■ 과제 ■
아래 데이터셋 항목의 모든 줄을 빈 줄 없이 Markdown 표로 정리하세요. 열은 행 번호를 적는 '번호'와 해당 줄을 적는 '내용' 두 개로 하세요.

━━━ 제공 자료 ━━━

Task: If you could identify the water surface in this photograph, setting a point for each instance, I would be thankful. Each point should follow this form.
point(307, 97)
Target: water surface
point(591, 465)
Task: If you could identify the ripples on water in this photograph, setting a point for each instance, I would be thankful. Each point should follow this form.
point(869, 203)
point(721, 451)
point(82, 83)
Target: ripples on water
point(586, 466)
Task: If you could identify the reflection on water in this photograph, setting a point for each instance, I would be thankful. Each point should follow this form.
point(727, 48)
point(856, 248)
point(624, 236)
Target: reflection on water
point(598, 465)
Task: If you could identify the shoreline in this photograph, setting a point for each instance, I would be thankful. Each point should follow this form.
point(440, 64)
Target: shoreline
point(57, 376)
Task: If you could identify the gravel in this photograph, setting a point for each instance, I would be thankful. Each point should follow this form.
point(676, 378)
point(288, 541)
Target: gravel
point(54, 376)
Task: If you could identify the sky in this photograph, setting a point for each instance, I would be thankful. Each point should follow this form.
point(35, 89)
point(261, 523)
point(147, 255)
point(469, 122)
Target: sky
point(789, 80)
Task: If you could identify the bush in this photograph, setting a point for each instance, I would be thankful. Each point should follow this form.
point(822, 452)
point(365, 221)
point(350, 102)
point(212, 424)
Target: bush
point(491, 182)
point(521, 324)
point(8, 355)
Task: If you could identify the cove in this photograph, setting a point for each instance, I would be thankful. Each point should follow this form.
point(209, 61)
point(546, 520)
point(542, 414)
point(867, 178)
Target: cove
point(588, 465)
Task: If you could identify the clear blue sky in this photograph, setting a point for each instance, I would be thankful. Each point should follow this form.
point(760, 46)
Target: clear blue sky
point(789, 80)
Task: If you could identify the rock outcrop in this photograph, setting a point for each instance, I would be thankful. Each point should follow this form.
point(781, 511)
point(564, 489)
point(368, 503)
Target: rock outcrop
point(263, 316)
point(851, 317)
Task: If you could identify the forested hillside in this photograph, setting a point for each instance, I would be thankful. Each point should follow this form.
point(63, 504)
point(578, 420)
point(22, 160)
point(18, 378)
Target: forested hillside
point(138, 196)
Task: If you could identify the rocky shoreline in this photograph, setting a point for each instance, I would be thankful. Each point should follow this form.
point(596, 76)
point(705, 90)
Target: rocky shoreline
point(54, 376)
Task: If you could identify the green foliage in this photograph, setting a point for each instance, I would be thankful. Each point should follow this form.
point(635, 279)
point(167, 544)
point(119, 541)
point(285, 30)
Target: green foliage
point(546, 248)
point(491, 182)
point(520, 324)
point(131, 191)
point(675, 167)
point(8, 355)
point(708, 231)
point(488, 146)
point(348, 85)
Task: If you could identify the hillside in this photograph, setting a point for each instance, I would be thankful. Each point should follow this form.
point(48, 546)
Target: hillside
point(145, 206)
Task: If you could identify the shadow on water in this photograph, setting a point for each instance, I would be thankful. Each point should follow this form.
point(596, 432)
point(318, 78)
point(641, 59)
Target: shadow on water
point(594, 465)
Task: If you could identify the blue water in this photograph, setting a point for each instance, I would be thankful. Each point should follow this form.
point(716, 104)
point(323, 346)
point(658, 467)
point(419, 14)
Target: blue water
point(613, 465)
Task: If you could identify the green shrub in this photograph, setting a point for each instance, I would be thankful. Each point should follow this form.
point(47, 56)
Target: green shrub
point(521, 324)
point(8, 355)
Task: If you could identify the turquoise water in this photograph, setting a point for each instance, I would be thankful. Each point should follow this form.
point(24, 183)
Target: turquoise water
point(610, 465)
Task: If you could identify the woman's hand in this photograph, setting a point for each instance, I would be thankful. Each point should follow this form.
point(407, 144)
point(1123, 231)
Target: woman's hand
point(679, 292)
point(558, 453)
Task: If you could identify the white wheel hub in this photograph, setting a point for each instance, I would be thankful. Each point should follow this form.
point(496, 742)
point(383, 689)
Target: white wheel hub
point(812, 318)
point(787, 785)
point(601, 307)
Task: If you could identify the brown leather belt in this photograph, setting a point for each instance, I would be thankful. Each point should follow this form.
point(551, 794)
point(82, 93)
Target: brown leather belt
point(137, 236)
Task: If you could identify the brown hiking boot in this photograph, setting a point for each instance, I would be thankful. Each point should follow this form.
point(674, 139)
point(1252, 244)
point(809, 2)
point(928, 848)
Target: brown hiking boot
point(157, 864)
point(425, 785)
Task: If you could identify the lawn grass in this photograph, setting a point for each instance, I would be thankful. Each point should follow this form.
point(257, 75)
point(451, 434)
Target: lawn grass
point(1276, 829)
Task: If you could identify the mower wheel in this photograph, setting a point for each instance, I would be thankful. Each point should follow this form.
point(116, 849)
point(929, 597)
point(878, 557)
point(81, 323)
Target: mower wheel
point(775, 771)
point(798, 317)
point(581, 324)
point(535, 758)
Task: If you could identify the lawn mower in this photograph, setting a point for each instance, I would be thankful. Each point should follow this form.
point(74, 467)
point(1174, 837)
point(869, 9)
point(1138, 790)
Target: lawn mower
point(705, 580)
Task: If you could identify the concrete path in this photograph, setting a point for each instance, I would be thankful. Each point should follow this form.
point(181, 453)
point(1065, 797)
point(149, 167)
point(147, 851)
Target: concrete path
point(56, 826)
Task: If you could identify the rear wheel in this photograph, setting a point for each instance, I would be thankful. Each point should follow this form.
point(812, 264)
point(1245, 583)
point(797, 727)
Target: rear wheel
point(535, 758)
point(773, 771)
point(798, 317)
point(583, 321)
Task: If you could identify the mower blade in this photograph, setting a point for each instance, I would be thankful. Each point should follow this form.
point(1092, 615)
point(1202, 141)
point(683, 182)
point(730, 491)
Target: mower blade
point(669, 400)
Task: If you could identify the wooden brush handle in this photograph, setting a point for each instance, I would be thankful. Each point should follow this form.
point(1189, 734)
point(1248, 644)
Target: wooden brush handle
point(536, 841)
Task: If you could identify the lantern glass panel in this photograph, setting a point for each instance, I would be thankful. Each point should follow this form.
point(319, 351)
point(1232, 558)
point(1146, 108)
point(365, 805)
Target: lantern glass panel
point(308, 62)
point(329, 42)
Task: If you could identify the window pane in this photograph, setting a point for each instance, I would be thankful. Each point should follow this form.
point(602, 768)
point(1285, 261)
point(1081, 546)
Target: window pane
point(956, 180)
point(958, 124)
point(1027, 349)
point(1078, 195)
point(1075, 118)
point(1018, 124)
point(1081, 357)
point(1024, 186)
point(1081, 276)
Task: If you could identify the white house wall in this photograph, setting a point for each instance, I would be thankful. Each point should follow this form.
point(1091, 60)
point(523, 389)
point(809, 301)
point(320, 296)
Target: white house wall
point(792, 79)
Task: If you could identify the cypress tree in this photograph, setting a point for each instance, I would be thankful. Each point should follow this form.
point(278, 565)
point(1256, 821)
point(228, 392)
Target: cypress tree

━━━

■ 답변 ■
| 번호 | 내용 |
|---|---|
| 1 | Task: If you could identify the water surface in this photograph, setting a point for each instance, I would be thankful. Each point should follow this form. |
| 2 | point(307, 97) |
| 3 | Target: water surface |
| 4 | point(591, 465) |
| 5 | Task: If you could identify the ripples on water in this photograph, setting a point for each instance, I would be thankful. Each point should follow this form. |
| 6 | point(869, 203) |
| 7 | point(721, 451) |
| 8 | point(82, 83) |
| 9 | Target: ripples on water |
| 10 | point(586, 466) |
| 11 | Task: If you could identify the reflection on water in this photograph, setting a point for each instance, I would be thankful. Each point should follow this form. |
| 12 | point(727, 48) |
| 13 | point(856, 248) |
| 14 | point(624, 236) |
| 15 | Target: reflection on water |
| 16 | point(598, 465) |
| 17 | Task: If you could identify the shoreline in this photograph, setting a point for each instance, I would be thankful. Each point should follow this form. |
| 18 | point(440, 64) |
| 19 | Target: shoreline |
| 20 | point(57, 376) |
| 21 | Task: If you could identify the gravel in this photograph, setting a point for each instance, I would be thankful. Each point should follow this form. |
| 22 | point(676, 378) |
| 23 | point(288, 541) |
| 24 | Target: gravel |
| 25 | point(54, 376) |
| 26 | Task: If you could identify the sky in this photograph, setting a point for each instance, I would be thankful. Each point should follow this form. |
| 27 | point(35, 89) |
| 28 | point(261, 523) |
| 29 | point(147, 255) |
| 30 | point(469, 122) |
| 31 | Target: sky |
| 32 | point(789, 80) |
| 33 | Task: If you could identify the bush in this photograph, setting a point for each instance, I would be thankful. Each point should follow this form. |
| 34 | point(822, 452) |
| 35 | point(365, 221) |
| 36 | point(350, 102) |
| 37 | point(212, 424) |
| 38 | Target: bush |
| 39 | point(491, 182) |
| 40 | point(521, 324) |
| 41 | point(8, 355) |
| 42 | Task: If you could identify the cove in this photograph, setting a point for each instance, I would be thankful. Each point should follow this form. |
| 43 | point(209, 61) |
| 44 | point(546, 520) |
| 45 | point(542, 414) |
| 46 | point(867, 178) |
| 47 | Target: cove |
| 48 | point(588, 465) |
| 49 | Task: If you could identify the clear blue sky in this photograph, setting a point for each instance, I would be thankful. Each point should follow this form. |
| 50 | point(760, 46) |
| 51 | Target: clear blue sky |
| 52 | point(789, 80) |
| 53 | Task: If you could identify the rock outcrop in this photograph, setting a point for each instance, I would be thankful. Each point should follow this form. |
| 54 | point(781, 511) |
| 55 | point(564, 489) |
| 56 | point(368, 503) |
| 57 | Target: rock outcrop |
| 58 | point(263, 316) |
| 59 | point(851, 317) |
| 60 | Task: If you could identify the forested hillside in this photograph, setting a point for each instance, I would be thankful. Each point should follow this form. |
| 61 | point(63, 504) |
| 62 | point(578, 420) |
| 63 | point(22, 160) |
| 64 | point(18, 378) |
| 65 | Target: forested hillside |
| 66 | point(138, 196) |
| 67 | Task: If you could identify the rocky shoreline in this photograph, setting a point for each instance, I would be thankful. Each point should follow this form. |
| 68 | point(596, 76) |
| 69 | point(705, 90) |
| 70 | Target: rocky shoreline |
| 71 | point(54, 376) |
| 72 | Task: If you could identify the green foliage in this photograph, setting a point for each instance, I would be thankful. Each point should follow this form. |
| 73 | point(635, 279) |
| 74 | point(167, 544) |
| 75 | point(119, 541) |
| 76 | point(285, 30) |
| 77 | Target: green foliage |
| 78 | point(546, 248) |
| 79 | point(491, 182) |
| 80 | point(520, 324) |
| 81 | point(131, 191) |
| 82 | point(675, 167) |
| 83 | point(8, 355) |
| 84 | point(708, 231) |
| 85 | point(488, 146) |
| 86 | point(348, 85) |
| 87 | Task: If you could identify the hillside in this photograph, setting a point for each instance, I would be thankful. Each point should follow this form. |
| 88 | point(48, 546) |
| 89 | Target: hillside |
| 90 | point(145, 206) |
| 91 | Task: If you could identify the shadow on water in this photograph, setting a point for each instance, I would be thankful. Each point should follow this form. |
| 92 | point(596, 432) |
| 93 | point(318, 78) |
| 94 | point(641, 59) |
| 95 | Target: shadow on water |
| 96 | point(594, 465) |
| 97 | Task: If you could identify the blue water in this photograph, setting a point for each instance, I would be thankful. Each point should follow this form. |
| 98 | point(716, 104) |
| 99 | point(323, 346) |
| 100 | point(658, 467) |
| 101 | point(419, 14) |
| 102 | Target: blue water |
| 103 | point(613, 465) |
| 104 | Task: If you could identify the green shrub in this photograph, setting a point for each instance, I would be thankful. Each point should follow this form. |
| 105 | point(47, 56) |
| 106 | Target: green shrub |
| 107 | point(521, 324) |
| 108 | point(8, 355) |
| 109 | Task: If you could identify the turquoise water in this photograph, setting a point for each instance, I would be thankful. Each point should follow this form. |
| 110 | point(24, 183) |
| 111 | Target: turquoise water |
| 112 | point(610, 465) |
| 113 | Task: If you could identify the woman's hand in this photograph, setting a point for each instance, I would be thankful. Each point should follow this form. |
| 114 | point(407, 144) |
| 115 | point(1123, 231) |
| 116 | Target: woman's hand |
| 117 | point(679, 292) |
| 118 | point(558, 453) |
| 119 | Task: If you could identify the white wheel hub in this photograph, setting a point for each instance, I would be thankful. Each point should follow this form. |
| 120 | point(496, 742) |
| 121 | point(383, 689) |
| 122 | Target: white wheel hub |
| 123 | point(812, 318) |
| 124 | point(787, 785) |
| 125 | point(601, 307) |
| 126 | Task: If you could identify the brown leather belt in this photograph, setting a point for each instance, I would be thankful. Each point should follow this form. |
| 127 | point(551, 794) |
| 128 | point(82, 93) |
| 129 | Target: brown leather belt |
| 130 | point(137, 236) |
| 131 | Task: If you could identify the brown hiking boot in this photograph, setting a point for each instance, I would be thankful. Each point should follow this form. |
| 132 | point(674, 139) |
| 133 | point(1252, 244) |
| 134 | point(809, 2) |
| 135 | point(928, 848) |
| 136 | Target: brown hiking boot |
| 137 | point(157, 864) |
| 138 | point(425, 785) |
| 139 | Task: If you could identify the lawn grass in this photograph, setting a point for each instance, I would be thankful. Each point should follow this form. |
| 140 | point(257, 75) |
| 141 | point(451, 434) |
| 142 | Target: lawn grass |
| 143 | point(1276, 829) |
| 144 | Task: If you could identify the mower wheel in this photograph, setting a point for each instance, I would be thankful. Each point should follow this form. |
| 145 | point(116, 849) |
| 146 | point(929, 597) |
| 147 | point(878, 557) |
| 148 | point(81, 323) |
| 149 | Target: mower wheel |
| 150 | point(775, 771) |
| 151 | point(798, 317) |
| 152 | point(581, 324) |
| 153 | point(535, 758) |
| 154 | Task: If you could identify the lawn mower in this photograph, setting a point for each instance, I would be thankful. Each point should follow this form. |
| 155 | point(74, 467) |
| 156 | point(1174, 837) |
| 157 | point(869, 9) |
| 158 | point(1138, 790) |
| 159 | Target: lawn mower |
| 160 | point(705, 580) |
| 161 | Task: If you could identify the concrete path in this photograph, setting a point for each instance, I would be thankful. Each point should follow this form. |
| 162 | point(181, 453) |
| 163 | point(1065, 797) |
| 164 | point(149, 167) |
| 165 | point(147, 851) |
| 166 | Target: concrete path |
| 167 | point(56, 826) |
| 168 | Task: If you could identify the rear wheel in this photograph, setting a point for each instance, I would be thankful. Each point should follow this form. |
| 169 | point(812, 264) |
| 170 | point(1245, 583) |
| 171 | point(797, 727) |
| 172 | Target: rear wheel |
| 173 | point(535, 758) |
| 174 | point(773, 771) |
| 175 | point(798, 317) |
| 176 | point(583, 321) |
| 177 | Task: If you could identify the mower blade in this photograph, setting a point for each instance, I would be thankful. Each point should follow this form. |
| 178 | point(1092, 615) |
| 179 | point(1202, 141) |
| 180 | point(683, 182) |
| 181 | point(730, 491) |
| 182 | Target: mower blade |
| 183 | point(669, 400) |
| 184 | Task: If you could identify the wooden brush handle in this photograph, setting a point for each instance, I would be thankful. Each point should follow this form. |
| 185 | point(1189, 734) |
| 186 | point(1248, 644) |
| 187 | Target: wooden brush handle |
| 188 | point(536, 841) |
| 189 | Task: If you could identify the lantern glass panel in this photograph, setting a point for each instance, I would be thankful. Each point should follow this form. |
| 190 | point(319, 351) |
| 191 | point(1232, 558) |
| 192 | point(1146, 108) |
| 193 | point(365, 805) |
| 194 | Target: lantern glass panel |
| 195 | point(308, 62) |
| 196 | point(329, 42) |
| 197 | Task: If you could identify the window pane in this photograph, setting a point for each instance, I would be thankful. Each point should follow this form. |
| 198 | point(602, 768) |
| 199 | point(1285, 261) |
| 200 | point(1081, 546) |
| 201 | Target: window pane |
| 202 | point(956, 180) |
| 203 | point(958, 124) |
| 204 | point(1027, 349) |
| 205 | point(1078, 195) |
| 206 | point(1075, 118) |
| 207 | point(1018, 124) |
| 208 | point(1081, 357) |
| 209 | point(1024, 186) |
| 210 | point(1081, 276) |
| 211 | Task: If you could identify the white house wall in this photograph, setting a point for each instance, I would be thankful. Each point should follow this form. |
| 212 | point(1091, 60) |
| 213 | point(523, 389) |
| 214 | point(809, 301) |
| 215 | point(320, 296) |
| 216 | Target: white house wall |
| 217 | point(792, 79) |
| 218 | Task: If you could identify the cypress tree in this photograph, setting a point for each instance, I would be thankful. Each point should follow this form. |
| 219 | point(278, 565) |
| 220 | point(1256, 821) |
| 221 | point(228, 392) |
| 222 | Target: cypress tree |